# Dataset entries
+ + +

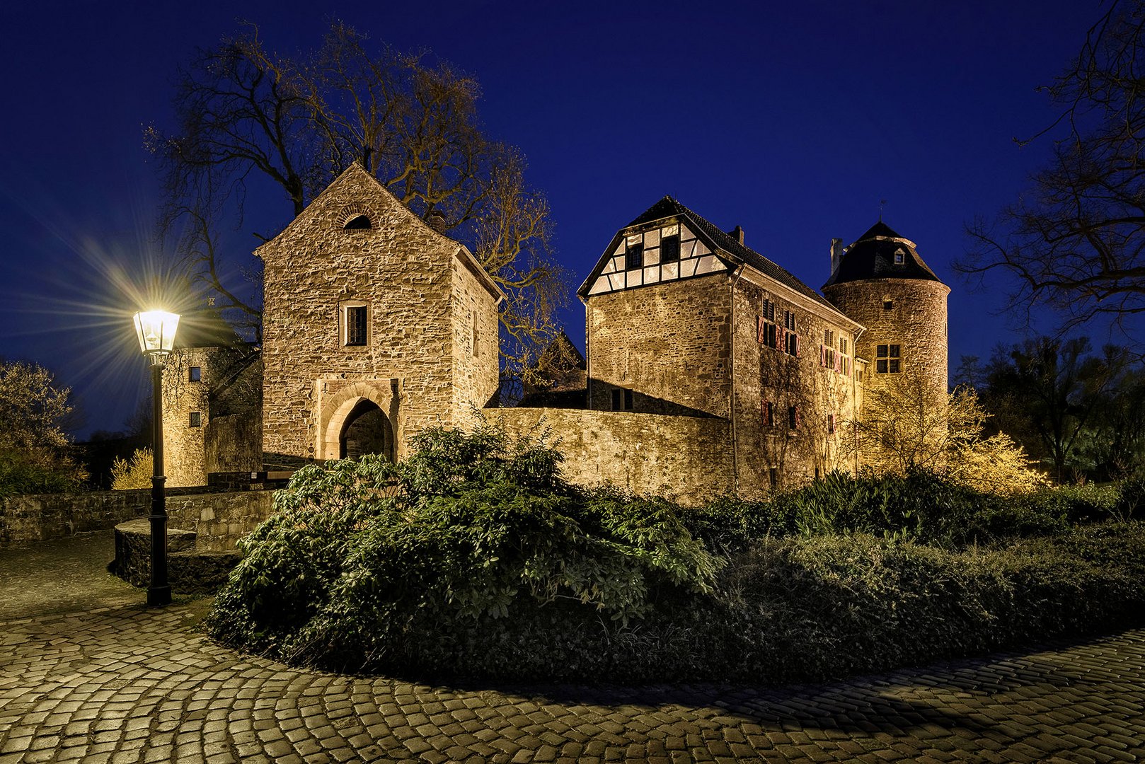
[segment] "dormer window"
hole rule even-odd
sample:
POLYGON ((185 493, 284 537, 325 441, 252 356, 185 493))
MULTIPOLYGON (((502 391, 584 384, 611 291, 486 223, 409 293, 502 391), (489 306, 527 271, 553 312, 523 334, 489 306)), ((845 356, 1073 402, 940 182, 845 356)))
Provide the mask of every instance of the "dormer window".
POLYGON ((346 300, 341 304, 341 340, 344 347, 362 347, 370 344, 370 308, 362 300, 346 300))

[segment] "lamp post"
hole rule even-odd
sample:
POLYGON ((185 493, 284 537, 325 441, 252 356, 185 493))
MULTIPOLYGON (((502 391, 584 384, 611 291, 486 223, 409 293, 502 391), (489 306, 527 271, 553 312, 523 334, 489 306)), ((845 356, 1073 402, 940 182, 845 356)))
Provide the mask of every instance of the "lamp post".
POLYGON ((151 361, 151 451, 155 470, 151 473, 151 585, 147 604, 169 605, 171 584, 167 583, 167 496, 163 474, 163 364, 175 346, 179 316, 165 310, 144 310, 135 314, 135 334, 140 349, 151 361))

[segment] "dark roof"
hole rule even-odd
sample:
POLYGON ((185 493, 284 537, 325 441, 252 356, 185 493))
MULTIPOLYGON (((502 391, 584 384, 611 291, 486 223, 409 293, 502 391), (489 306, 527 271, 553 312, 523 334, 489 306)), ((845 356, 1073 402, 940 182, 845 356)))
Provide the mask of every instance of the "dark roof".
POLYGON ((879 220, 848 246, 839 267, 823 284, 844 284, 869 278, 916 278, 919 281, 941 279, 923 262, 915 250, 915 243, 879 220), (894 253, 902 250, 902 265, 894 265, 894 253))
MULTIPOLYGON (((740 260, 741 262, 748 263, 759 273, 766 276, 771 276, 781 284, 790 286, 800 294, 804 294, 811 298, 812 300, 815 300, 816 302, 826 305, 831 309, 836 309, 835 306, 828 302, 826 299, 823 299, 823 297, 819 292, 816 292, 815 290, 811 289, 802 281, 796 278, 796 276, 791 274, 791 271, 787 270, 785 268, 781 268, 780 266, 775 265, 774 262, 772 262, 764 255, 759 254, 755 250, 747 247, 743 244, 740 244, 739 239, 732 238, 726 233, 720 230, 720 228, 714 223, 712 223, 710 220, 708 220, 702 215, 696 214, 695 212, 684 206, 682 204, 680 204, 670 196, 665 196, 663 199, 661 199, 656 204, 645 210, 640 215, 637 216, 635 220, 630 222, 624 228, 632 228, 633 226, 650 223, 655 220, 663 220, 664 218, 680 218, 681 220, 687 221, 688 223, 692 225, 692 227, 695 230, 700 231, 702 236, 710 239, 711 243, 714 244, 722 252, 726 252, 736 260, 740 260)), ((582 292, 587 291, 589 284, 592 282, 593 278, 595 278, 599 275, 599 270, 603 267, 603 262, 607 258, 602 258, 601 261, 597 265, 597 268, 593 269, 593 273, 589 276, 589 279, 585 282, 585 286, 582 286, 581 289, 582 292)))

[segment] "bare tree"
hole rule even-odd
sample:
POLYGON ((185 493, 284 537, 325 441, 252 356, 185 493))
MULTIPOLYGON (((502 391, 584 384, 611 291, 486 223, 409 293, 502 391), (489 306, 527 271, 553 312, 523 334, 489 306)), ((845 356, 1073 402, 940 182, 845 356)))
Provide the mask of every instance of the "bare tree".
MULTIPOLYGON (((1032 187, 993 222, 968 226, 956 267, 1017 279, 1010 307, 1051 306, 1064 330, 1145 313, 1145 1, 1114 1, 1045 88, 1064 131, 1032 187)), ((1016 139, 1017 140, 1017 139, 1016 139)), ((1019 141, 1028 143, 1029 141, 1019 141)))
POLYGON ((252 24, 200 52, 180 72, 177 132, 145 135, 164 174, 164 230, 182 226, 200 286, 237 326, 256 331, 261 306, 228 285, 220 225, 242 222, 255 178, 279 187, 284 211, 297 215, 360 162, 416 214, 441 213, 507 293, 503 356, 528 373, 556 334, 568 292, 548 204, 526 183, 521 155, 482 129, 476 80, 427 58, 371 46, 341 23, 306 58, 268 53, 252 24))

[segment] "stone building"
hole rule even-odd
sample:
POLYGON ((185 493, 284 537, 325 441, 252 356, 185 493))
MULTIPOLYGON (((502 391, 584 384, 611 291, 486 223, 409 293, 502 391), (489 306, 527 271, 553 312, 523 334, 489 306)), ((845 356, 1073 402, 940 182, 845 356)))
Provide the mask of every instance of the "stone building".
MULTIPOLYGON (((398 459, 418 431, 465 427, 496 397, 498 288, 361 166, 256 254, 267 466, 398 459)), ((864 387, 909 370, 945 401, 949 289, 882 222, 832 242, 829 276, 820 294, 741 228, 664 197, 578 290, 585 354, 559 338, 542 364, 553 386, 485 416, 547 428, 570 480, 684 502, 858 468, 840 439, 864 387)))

+ + +

# Stated problem
Please copy every line of the entries above exactly, omitting the pictures.

# Solution for this exercise
[segment] "dormer window"
hole rule even-odd
sample:
POLYGON ((185 493, 284 537, 325 441, 252 356, 185 493))
MULTIPOLYGON (((502 391, 584 384, 611 291, 486 223, 409 293, 502 391), (489 306, 527 271, 553 312, 523 334, 489 306)), ((845 356, 1073 402, 940 182, 845 356)))
Provide the mask of every instance of the "dormer window".
POLYGON ((346 300, 341 304, 341 340, 344 347, 362 347, 370 344, 370 308, 362 300, 346 300))

[segment] "lamp post"
hole rule even-odd
sample:
POLYGON ((185 493, 284 537, 325 441, 252 356, 185 493))
MULTIPOLYGON (((502 391, 584 384, 611 291, 486 223, 409 293, 502 391), (489 306, 527 271, 553 312, 523 334, 489 306)), ((845 356, 1073 402, 940 182, 845 356)))
Provide the mask of every instance of the "lamp post".
POLYGON ((151 361, 151 451, 155 470, 151 473, 151 585, 147 604, 169 605, 171 584, 167 583, 167 496, 163 474, 163 364, 175 346, 179 316, 165 310, 144 310, 135 314, 135 334, 140 349, 151 361))

[segment] "dark roof"
hole rule even-odd
sample:
POLYGON ((185 493, 284 537, 325 441, 252 356, 185 493))
MULTIPOLYGON (((502 391, 584 384, 611 291, 486 223, 409 293, 502 391), (489 306, 527 271, 553 312, 523 334, 489 306)), ((845 356, 1073 402, 940 182, 845 356)))
Provide the mask of every instance of the "dark roof".
POLYGON ((879 220, 848 246, 839 267, 823 284, 844 284, 869 278, 916 278, 919 281, 941 279, 923 262, 915 250, 915 243, 879 220), (894 253, 902 250, 902 265, 894 265, 894 253))
MULTIPOLYGON (((740 260, 741 262, 748 263, 759 273, 766 276, 771 276, 781 284, 790 286, 800 294, 804 294, 811 298, 812 300, 815 300, 816 302, 826 305, 831 309, 836 309, 835 306, 828 302, 826 299, 823 299, 823 297, 819 292, 816 292, 815 290, 811 289, 802 281, 796 278, 796 276, 791 274, 791 271, 787 270, 785 268, 781 268, 780 266, 775 265, 774 262, 772 262, 764 255, 759 254, 755 250, 747 247, 743 244, 740 244, 739 239, 732 238, 726 233, 720 230, 720 228, 714 223, 712 223, 710 220, 708 220, 702 215, 696 214, 695 212, 684 206, 682 204, 680 204, 670 196, 665 196, 663 199, 661 199, 656 204, 645 210, 640 215, 637 216, 635 220, 630 222, 624 228, 632 228, 633 226, 650 223, 655 220, 663 220, 664 218, 680 218, 681 220, 687 221, 688 223, 692 225, 692 227, 695 230, 700 231, 702 236, 710 239, 711 243, 714 244, 722 252, 726 252, 736 260, 740 260)), ((582 292, 587 291, 589 284, 592 282, 593 278, 595 278, 599 275, 599 270, 603 267, 603 262, 607 258, 602 258, 601 261, 597 265, 597 268, 593 269, 593 273, 589 276, 589 279, 585 282, 585 286, 582 286, 581 289, 582 292)))

[segment] "bare tree"
hole rule even-odd
sample:
POLYGON ((185 493, 284 537, 325 441, 252 356, 185 493))
MULTIPOLYGON (((502 391, 584 384, 611 291, 486 223, 409 293, 502 391), (489 306, 527 271, 553 312, 523 334, 489 306)), ((845 356, 1073 402, 940 182, 845 356)))
Provide the mask of every instance of the "bare tree".
MULTIPOLYGON (((1032 187, 993 222, 968 226, 956 267, 1017 279, 1010 307, 1051 306, 1064 330, 1145 313, 1145 1, 1114 1, 1045 88, 1064 131, 1032 187)), ((1016 139, 1017 140, 1017 139, 1016 139)), ((1019 141, 1028 143, 1029 141, 1019 141)))
POLYGON ((252 24, 200 52, 180 72, 177 132, 145 135, 164 174, 164 230, 182 226, 200 286, 237 326, 256 331, 261 306, 228 285, 220 225, 242 222, 255 178, 279 187, 284 211, 297 215, 360 162, 416 214, 441 213, 507 293, 503 356, 528 373, 556 334, 568 292, 548 204, 526 183, 521 155, 482 129, 476 80, 427 58, 371 46, 341 23, 306 58, 268 53, 252 24))

[segment] "stone building"
hole rule even-odd
sample:
POLYGON ((185 493, 284 537, 325 441, 252 356, 185 493))
MULTIPOLYGON (((502 391, 584 384, 611 291, 486 223, 409 293, 502 391), (489 306, 527 271, 553 312, 523 334, 489 306)), ((845 356, 1073 402, 940 182, 845 356)))
Provide the mask of every instance of the "stone building".
MULTIPOLYGON (((398 459, 418 431, 465 427, 496 397, 498 288, 361 166, 256 254, 267 466, 398 459)), ((864 387, 909 370, 945 401, 949 289, 882 222, 832 242, 829 276, 820 294, 741 228, 664 197, 578 290, 585 354, 559 338, 542 364, 553 386, 485 416, 547 428, 570 480, 684 502, 858 468, 840 439, 864 387)))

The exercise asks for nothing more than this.